_Records supplied:_
┏━━
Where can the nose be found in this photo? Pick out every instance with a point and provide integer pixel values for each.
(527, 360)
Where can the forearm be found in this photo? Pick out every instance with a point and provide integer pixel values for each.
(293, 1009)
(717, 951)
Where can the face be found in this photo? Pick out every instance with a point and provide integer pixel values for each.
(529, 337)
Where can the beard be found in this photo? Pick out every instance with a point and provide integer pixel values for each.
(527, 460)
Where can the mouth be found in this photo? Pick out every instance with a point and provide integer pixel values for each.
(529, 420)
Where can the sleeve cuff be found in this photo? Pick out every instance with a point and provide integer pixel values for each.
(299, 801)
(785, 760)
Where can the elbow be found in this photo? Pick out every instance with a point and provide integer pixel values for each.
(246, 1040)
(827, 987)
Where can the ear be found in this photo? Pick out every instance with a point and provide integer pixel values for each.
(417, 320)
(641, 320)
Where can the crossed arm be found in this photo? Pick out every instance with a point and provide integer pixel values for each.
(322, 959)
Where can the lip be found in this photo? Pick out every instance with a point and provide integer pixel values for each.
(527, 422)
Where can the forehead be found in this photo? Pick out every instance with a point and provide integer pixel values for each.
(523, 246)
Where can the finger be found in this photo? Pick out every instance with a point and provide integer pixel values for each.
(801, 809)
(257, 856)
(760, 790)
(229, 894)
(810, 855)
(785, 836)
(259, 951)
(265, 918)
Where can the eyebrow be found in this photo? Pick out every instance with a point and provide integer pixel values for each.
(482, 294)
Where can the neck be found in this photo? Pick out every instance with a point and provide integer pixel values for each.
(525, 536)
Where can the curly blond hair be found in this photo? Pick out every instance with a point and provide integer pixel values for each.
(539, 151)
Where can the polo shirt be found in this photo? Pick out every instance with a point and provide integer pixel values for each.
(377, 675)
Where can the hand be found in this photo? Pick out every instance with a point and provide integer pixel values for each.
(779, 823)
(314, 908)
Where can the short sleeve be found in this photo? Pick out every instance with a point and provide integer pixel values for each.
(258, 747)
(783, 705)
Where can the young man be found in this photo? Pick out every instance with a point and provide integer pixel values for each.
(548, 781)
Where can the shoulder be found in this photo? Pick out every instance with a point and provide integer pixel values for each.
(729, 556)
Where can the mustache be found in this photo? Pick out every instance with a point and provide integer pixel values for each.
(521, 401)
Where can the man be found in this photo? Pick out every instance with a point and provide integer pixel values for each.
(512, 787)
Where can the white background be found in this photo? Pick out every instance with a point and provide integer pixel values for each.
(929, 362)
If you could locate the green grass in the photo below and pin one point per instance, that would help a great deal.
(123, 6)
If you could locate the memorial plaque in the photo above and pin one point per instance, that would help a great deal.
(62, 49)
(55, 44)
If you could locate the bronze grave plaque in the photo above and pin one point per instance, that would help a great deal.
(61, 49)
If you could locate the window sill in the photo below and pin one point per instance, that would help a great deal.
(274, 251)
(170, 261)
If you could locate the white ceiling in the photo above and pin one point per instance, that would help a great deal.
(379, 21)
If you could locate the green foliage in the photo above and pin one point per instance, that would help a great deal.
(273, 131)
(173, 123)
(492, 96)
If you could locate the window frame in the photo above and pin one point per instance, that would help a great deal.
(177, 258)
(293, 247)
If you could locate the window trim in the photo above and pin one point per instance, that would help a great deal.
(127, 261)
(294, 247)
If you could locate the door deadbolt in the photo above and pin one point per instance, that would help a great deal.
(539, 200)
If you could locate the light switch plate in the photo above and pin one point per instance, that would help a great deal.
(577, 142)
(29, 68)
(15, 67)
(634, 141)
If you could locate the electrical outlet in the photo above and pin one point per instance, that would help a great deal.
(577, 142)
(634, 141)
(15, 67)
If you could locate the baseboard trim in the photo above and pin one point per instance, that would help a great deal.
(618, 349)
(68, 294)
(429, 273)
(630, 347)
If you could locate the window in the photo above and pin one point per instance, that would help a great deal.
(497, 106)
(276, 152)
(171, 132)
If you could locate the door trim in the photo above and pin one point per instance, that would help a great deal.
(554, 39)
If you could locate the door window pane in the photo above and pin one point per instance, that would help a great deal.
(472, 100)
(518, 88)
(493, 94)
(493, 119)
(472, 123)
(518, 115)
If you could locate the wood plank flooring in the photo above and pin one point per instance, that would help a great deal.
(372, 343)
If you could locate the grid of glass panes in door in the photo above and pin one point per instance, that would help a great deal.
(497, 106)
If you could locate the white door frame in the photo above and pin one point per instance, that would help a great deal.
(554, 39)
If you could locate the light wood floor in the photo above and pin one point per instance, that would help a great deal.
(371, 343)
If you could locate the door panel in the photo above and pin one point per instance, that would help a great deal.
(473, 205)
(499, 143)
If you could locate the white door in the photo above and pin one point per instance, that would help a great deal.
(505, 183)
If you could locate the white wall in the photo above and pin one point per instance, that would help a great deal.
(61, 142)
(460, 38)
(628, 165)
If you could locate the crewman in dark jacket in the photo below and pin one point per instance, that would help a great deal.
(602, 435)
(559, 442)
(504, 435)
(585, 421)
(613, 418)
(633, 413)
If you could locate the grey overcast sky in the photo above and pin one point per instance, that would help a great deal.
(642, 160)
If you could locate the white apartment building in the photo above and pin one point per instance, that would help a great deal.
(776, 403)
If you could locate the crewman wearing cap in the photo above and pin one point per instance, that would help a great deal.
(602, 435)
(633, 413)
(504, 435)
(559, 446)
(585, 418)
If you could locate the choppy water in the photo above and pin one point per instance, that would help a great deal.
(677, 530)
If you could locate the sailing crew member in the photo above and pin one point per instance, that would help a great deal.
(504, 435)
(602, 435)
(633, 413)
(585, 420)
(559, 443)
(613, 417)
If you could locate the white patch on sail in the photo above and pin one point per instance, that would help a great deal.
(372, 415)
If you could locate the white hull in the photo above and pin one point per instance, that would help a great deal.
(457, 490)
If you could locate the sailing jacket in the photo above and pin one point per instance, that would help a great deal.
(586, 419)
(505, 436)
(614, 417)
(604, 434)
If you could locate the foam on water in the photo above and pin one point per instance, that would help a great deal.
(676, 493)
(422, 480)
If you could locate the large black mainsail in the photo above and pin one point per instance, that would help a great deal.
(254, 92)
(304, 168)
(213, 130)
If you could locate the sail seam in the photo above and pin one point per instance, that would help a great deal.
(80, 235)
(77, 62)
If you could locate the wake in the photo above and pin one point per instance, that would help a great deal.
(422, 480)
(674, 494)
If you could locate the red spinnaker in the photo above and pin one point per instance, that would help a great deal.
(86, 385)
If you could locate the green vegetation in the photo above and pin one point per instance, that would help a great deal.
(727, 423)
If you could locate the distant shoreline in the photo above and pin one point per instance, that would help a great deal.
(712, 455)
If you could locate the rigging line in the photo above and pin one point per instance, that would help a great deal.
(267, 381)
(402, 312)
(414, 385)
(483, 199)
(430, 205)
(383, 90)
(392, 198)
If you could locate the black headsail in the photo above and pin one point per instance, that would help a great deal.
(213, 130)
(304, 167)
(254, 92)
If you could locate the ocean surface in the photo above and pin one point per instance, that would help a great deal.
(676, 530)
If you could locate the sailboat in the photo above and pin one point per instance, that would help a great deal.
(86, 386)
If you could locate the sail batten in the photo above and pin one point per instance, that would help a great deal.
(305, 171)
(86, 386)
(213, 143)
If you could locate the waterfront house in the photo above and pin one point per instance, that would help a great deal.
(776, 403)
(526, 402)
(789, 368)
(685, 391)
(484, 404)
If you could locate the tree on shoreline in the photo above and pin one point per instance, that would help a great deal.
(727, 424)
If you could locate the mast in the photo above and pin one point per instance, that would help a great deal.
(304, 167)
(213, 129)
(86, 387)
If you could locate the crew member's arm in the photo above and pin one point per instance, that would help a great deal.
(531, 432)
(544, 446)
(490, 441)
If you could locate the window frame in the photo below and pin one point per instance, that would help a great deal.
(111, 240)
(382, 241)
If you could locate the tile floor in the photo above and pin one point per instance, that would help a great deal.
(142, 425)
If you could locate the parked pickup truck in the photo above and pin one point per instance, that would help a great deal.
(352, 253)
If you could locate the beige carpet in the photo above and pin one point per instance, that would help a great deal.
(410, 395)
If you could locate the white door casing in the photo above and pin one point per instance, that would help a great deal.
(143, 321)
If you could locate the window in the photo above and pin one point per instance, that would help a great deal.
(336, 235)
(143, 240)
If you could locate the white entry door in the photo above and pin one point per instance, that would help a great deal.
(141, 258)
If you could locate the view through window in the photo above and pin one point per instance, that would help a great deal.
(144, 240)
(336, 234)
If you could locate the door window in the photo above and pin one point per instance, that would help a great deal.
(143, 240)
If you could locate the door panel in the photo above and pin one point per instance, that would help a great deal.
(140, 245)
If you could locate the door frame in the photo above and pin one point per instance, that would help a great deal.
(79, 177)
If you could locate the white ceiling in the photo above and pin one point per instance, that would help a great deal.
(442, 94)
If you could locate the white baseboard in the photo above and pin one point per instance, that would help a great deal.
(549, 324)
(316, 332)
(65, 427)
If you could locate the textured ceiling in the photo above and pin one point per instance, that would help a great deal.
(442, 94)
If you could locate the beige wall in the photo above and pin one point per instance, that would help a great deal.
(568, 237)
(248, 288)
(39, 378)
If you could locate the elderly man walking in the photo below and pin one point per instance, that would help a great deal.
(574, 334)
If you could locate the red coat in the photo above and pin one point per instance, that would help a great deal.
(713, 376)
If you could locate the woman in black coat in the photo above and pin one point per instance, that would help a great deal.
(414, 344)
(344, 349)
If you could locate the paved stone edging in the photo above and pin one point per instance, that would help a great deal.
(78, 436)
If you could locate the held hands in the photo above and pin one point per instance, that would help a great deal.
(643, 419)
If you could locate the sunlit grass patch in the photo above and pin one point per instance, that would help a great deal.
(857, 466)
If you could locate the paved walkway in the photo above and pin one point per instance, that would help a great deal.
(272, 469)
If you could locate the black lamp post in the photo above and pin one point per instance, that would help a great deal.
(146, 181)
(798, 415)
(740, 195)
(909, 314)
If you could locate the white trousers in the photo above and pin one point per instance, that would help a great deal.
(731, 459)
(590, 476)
┗━━
_Problem description:_
Look for the line with "If you could locate the door frame" in the listing above. Print it and each later line exactly, ending with the last line.

_Task solution:_
If you could locate the door frame in the photo above and pin one point per instance, that would help a great deal.
(79, 177)
If you could locate the white ceiling in the photo above and pin one point per instance, that would help a great deal.
(442, 94)
If you could locate the white baseboard in the photo above and pin one point per instance, that would help a great deal.
(549, 324)
(316, 332)
(65, 427)
If you could locate the textured ceiling in the photo above and pin one point per instance, that would help a great deal.
(442, 94)
If you could locate the beige wall in the photo above and pin one point per instance, that would help a great deal.
(568, 237)
(248, 288)
(39, 378)
If you could locate the elderly man walking in the photo below and pin one point per instance, that would help a great deal.
(574, 334)
If you could locate the red coat in the photo above and pin one point per instance, that would help a great deal.
(713, 376)
If you could locate the woman in black coat in the photo above and pin one point per instance, that would help a great deal.
(414, 344)
(344, 349)
If you could locate the paved stone edging in the photo above and pin one point per instance, that would help a great deal.
(78, 436)
If you could locate the held hands in the photo above and pin one point per instance, that would help a great deal.
(643, 419)
If you could locate the sunlit grass patch in the photo above and pin one point per instance, that would help a great deal.
(857, 466)
If you could locate the paved walkway in the photo above and pin one point per instance, that would help a great deal.
(272, 469)
If you could locate the black lamp post in the photo above and pin one point per instance, that would help a great deal.
(146, 181)
(798, 415)
(740, 195)
(909, 314)
If you could locate the white trousers in the photo above and pin one point per instance, that would help a great deal.
(731, 459)
(590, 476)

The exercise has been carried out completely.